Change every occurrence of "segment" to "outline" in all of the records below, and leave everything else as it is.

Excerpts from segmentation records

□ □ □

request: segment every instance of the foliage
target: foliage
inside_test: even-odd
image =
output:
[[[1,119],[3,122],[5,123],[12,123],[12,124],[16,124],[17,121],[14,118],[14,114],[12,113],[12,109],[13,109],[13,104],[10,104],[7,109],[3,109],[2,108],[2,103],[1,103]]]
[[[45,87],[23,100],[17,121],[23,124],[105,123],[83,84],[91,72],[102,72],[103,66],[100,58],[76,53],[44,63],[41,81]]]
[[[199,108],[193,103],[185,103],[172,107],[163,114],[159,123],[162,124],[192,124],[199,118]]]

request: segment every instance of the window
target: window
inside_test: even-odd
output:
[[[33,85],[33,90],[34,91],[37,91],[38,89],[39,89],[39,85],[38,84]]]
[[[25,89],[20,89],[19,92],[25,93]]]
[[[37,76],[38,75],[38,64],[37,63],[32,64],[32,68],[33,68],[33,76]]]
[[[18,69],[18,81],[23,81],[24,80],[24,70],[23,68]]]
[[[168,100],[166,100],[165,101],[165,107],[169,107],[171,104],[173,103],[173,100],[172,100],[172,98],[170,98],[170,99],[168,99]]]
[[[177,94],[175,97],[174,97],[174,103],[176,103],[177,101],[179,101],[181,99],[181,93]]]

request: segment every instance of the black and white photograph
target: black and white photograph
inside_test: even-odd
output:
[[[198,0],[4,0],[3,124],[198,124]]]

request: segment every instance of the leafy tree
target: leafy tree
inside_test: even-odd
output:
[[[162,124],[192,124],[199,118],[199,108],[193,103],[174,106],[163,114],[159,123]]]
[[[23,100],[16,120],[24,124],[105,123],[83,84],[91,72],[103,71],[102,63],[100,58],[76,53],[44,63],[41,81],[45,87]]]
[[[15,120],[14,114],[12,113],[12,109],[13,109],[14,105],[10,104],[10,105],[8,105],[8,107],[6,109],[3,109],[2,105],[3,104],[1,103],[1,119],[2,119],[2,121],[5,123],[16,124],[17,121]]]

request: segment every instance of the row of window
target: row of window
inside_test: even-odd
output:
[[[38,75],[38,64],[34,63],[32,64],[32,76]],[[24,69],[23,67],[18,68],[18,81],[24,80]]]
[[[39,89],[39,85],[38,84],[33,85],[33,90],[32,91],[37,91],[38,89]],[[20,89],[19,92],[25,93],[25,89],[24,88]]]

□ □ □

### Finished exercise
request: outline every instance of the foliage
target: foliage
inside_test: even-odd
image =
output:
[[[1,119],[3,122],[5,123],[12,123],[12,124],[16,124],[17,121],[14,118],[14,114],[12,113],[12,109],[13,109],[13,104],[10,104],[7,109],[3,109],[2,108],[2,103],[1,103]]]
[[[45,87],[23,100],[17,121],[23,124],[105,123],[83,84],[91,72],[102,72],[103,66],[100,58],[76,53],[44,63],[41,81]]]
[[[199,108],[193,103],[185,103],[172,107],[163,114],[159,123],[162,124],[192,124],[199,118]]]

request: outline every instance of the window
target: window
inside_test: even-odd
output:
[[[33,85],[33,90],[34,91],[37,91],[38,89],[39,89],[39,85],[38,84]]]
[[[25,89],[20,89],[19,92],[25,93]]]
[[[37,76],[38,75],[38,64],[37,63],[32,64],[32,68],[33,68],[33,76]]]
[[[18,69],[18,81],[23,81],[24,80],[24,70],[23,68]]]
[[[168,100],[166,100],[165,101],[165,107],[169,107],[171,104],[173,103],[173,100],[172,100],[172,98],[170,98],[170,99],[168,99]]]
[[[177,94],[175,97],[174,97],[174,103],[176,103],[177,101],[179,101],[181,99],[181,93]]]

request: outline every instance of the black and white photograph
target: black and white photograph
inside_test: even-odd
output:
[[[198,0],[4,0],[3,124],[198,124]]]

request: outline every instance of the leafy tree
target: leafy tree
inside_test: even-odd
output:
[[[162,124],[192,124],[199,118],[199,108],[193,103],[174,106],[163,114],[159,123]]]
[[[23,100],[16,120],[24,124],[105,123],[83,84],[91,72],[103,71],[102,63],[100,58],[76,53],[44,63],[41,81],[45,87]]]
[[[15,120],[14,114],[12,113],[12,109],[13,109],[14,105],[10,104],[10,105],[8,105],[8,107],[6,109],[3,109],[2,105],[3,104],[1,103],[1,119],[2,119],[2,121],[5,123],[16,124],[17,121]]]

request: outline every instance of the row of window
target: row of window
inside_test: even-odd
output:
[[[38,75],[38,64],[34,63],[32,64],[32,76]],[[24,69],[23,67],[18,68],[18,81],[24,80]]]
[[[39,89],[39,85],[38,84],[33,85],[33,90],[32,91],[37,91],[38,89]],[[20,89],[19,92],[25,93],[25,89],[24,88]]]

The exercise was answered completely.